Return verbatim the line containing "A note for the class: find the metal" together with all lines that follow it, through the end of the records.
⁂
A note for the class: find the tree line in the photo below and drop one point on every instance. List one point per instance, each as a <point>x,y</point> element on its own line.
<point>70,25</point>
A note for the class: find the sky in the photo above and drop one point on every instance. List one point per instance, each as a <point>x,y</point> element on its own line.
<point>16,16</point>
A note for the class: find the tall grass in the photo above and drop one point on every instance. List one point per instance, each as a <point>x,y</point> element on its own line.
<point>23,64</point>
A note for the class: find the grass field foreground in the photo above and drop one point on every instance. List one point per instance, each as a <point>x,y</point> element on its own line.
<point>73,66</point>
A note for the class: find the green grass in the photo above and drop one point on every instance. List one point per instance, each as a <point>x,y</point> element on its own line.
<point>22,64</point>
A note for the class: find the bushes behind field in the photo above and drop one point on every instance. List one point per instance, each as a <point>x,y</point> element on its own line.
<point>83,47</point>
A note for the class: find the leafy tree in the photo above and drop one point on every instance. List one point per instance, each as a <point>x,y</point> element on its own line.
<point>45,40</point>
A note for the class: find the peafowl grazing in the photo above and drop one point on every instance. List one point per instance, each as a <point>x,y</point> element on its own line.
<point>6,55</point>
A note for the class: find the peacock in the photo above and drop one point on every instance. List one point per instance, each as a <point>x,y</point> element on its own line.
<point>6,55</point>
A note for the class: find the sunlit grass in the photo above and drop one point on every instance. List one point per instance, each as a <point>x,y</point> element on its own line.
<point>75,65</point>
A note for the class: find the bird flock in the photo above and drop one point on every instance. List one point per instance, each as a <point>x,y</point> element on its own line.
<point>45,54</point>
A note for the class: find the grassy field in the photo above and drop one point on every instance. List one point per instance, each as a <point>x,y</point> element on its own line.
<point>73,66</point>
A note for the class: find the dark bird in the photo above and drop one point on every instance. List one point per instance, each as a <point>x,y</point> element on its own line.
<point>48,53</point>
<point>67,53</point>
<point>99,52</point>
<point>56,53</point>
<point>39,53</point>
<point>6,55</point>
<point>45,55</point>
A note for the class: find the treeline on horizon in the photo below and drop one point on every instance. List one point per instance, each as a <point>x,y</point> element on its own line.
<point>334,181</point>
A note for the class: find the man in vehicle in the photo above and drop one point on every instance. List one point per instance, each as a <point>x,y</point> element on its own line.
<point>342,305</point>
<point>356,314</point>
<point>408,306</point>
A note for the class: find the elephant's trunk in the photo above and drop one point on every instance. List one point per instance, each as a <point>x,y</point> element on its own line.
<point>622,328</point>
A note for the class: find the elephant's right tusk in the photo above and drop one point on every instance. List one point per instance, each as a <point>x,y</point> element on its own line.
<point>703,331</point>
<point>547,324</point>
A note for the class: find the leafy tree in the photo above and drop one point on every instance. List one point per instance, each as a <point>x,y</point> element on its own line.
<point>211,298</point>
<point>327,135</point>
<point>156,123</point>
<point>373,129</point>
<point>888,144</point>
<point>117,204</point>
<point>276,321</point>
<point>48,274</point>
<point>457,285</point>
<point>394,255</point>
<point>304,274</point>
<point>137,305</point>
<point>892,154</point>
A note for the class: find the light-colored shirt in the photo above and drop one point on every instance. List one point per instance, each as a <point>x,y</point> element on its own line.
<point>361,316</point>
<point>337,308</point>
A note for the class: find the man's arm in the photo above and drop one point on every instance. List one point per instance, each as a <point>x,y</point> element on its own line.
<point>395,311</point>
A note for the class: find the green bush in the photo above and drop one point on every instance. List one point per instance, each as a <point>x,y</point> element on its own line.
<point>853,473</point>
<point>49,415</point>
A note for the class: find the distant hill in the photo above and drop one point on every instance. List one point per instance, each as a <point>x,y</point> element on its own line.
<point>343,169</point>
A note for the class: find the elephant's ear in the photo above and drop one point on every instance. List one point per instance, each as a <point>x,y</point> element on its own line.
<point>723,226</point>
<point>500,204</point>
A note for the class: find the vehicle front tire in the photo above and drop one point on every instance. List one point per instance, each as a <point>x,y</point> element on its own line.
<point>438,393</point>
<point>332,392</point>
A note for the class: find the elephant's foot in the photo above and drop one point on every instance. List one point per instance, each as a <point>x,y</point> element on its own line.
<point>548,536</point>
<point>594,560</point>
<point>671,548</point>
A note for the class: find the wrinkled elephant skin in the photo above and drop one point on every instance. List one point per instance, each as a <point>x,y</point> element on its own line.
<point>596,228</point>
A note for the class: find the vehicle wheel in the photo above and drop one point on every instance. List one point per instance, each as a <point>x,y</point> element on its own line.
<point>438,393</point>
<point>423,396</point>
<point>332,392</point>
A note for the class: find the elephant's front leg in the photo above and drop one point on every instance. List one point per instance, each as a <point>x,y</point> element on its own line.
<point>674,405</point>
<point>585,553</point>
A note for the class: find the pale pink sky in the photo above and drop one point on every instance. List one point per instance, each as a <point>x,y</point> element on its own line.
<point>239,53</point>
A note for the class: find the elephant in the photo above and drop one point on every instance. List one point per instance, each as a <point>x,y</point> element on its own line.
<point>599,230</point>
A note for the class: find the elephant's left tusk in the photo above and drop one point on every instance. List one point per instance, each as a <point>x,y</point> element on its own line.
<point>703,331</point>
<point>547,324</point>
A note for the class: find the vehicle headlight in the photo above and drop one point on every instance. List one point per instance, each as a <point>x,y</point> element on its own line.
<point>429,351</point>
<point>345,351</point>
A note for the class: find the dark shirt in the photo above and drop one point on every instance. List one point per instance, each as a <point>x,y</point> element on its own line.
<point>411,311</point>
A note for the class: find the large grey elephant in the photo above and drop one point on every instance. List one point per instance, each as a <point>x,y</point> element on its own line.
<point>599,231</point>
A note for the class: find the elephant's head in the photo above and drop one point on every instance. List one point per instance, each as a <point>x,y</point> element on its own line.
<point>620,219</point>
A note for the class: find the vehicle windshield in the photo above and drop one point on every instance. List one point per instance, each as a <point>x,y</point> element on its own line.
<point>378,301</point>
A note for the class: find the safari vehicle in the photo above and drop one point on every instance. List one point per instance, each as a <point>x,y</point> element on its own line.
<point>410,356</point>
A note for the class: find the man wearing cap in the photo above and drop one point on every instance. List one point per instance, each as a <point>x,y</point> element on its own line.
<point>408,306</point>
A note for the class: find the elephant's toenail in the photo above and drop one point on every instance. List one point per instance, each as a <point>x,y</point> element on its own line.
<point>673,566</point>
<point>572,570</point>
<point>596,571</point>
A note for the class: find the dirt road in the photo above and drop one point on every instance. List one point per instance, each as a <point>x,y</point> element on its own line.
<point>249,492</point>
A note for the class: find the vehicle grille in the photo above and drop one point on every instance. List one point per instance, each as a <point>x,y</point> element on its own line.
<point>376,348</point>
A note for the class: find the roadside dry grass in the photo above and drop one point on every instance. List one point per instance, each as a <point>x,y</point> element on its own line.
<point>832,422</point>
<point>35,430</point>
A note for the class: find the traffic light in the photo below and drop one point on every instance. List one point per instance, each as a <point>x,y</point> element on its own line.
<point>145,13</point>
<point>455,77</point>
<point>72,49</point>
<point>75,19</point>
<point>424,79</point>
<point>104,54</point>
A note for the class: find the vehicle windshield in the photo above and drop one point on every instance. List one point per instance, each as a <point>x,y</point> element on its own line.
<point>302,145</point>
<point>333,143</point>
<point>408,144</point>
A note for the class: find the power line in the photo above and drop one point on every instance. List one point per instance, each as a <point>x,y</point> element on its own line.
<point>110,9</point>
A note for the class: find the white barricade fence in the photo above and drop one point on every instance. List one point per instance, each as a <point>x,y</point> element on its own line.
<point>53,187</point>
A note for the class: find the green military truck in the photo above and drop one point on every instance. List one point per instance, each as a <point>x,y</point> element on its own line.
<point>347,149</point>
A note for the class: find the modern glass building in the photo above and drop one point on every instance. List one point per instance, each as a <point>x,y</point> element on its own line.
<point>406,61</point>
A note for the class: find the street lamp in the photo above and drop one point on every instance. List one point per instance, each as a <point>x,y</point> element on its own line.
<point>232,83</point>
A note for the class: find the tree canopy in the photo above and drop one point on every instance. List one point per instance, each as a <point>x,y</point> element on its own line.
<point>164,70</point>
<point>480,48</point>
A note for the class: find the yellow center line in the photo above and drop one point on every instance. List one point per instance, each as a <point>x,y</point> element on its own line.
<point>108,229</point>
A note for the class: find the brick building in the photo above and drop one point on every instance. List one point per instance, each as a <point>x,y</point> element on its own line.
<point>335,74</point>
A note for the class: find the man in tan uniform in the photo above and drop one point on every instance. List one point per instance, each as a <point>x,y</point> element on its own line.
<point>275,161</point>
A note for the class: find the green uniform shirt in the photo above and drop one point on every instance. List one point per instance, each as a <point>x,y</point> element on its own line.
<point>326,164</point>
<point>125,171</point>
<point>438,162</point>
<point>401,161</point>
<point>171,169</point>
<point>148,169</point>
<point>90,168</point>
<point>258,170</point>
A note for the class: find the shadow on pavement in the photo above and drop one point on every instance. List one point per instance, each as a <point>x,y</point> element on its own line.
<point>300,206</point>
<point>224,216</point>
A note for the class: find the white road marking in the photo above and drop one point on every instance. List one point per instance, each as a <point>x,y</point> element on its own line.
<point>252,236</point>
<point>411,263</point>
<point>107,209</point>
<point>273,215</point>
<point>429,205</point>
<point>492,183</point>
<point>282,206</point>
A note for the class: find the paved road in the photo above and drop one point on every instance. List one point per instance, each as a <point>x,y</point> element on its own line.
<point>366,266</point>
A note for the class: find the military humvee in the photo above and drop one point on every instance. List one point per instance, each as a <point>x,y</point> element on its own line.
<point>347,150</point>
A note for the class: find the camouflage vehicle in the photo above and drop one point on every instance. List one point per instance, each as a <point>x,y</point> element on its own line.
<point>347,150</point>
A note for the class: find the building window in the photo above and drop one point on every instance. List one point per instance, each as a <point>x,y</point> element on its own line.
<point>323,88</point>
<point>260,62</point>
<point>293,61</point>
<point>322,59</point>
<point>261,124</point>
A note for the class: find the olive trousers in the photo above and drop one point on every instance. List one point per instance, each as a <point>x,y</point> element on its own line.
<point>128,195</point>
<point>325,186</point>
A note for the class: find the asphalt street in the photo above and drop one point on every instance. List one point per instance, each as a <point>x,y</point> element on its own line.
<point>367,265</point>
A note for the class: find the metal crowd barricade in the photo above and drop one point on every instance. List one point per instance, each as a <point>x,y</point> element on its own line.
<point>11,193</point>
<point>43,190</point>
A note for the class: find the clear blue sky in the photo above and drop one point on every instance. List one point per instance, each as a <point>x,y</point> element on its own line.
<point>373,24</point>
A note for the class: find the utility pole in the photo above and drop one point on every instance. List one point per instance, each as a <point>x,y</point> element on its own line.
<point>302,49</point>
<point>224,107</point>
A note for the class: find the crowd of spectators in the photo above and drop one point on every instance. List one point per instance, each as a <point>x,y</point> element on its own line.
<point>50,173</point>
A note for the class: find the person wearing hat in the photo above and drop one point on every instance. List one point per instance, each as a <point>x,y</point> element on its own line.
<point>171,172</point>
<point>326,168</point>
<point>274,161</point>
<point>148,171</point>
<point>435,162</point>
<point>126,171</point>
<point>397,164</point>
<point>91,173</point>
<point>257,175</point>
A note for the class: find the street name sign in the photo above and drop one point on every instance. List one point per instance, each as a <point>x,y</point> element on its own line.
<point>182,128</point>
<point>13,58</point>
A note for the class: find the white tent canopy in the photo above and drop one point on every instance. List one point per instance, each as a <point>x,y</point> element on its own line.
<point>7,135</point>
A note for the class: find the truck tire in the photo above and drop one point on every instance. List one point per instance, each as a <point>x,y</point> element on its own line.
⁂
RESPONSE TO THE TASK:
A note for the class: find the metal crowd barricade in the photo above and drop one point on every instance. List one point per instance, each as a <point>x,y</point> element on its own line.
<point>11,193</point>
<point>43,190</point>
A note for the class: find the clear blue sky in the photo above and drop one point on every instance. List one point per instance, each as a <point>x,y</point> element on its own line.
<point>373,24</point>
A note for the class: find the utility pole in the photo above and drop one point on every instance. List one point per instance, each as a <point>x,y</point> element on its own line.
<point>302,49</point>
<point>224,107</point>
A note for the class: find the crowd of spectators in the photo above and drop one point on every instance. List one point per instance, each as a <point>x,y</point> element on its own line.
<point>50,173</point>
A note for the class: find the person wearing hat in the photo above and drop one point on every instance. List one point per instance, each as a <point>x,y</point> element on its own line.
<point>171,172</point>
<point>326,168</point>
<point>274,161</point>
<point>148,171</point>
<point>435,162</point>
<point>126,171</point>
<point>397,164</point>
<point>91,173</point>
<point>257,175</point>
A note for the class: find the street name sign in the photo above and drop one point on every instance. List one point per instance, each as a <point>x,y</point> element on its own line.
<point>182,128</point>
<point>13,58</point>
A note for the class: find the white tent canopy in the photo above and drop one point on every instance. List one point per instance, each as a <point>x,y</point> element on its own line.
<point>7,135</point>
A note for the class: find the truck tire in the photo above and drop one point on every instance. List one point per instance, each as a <point>x,y</point> element on its own line.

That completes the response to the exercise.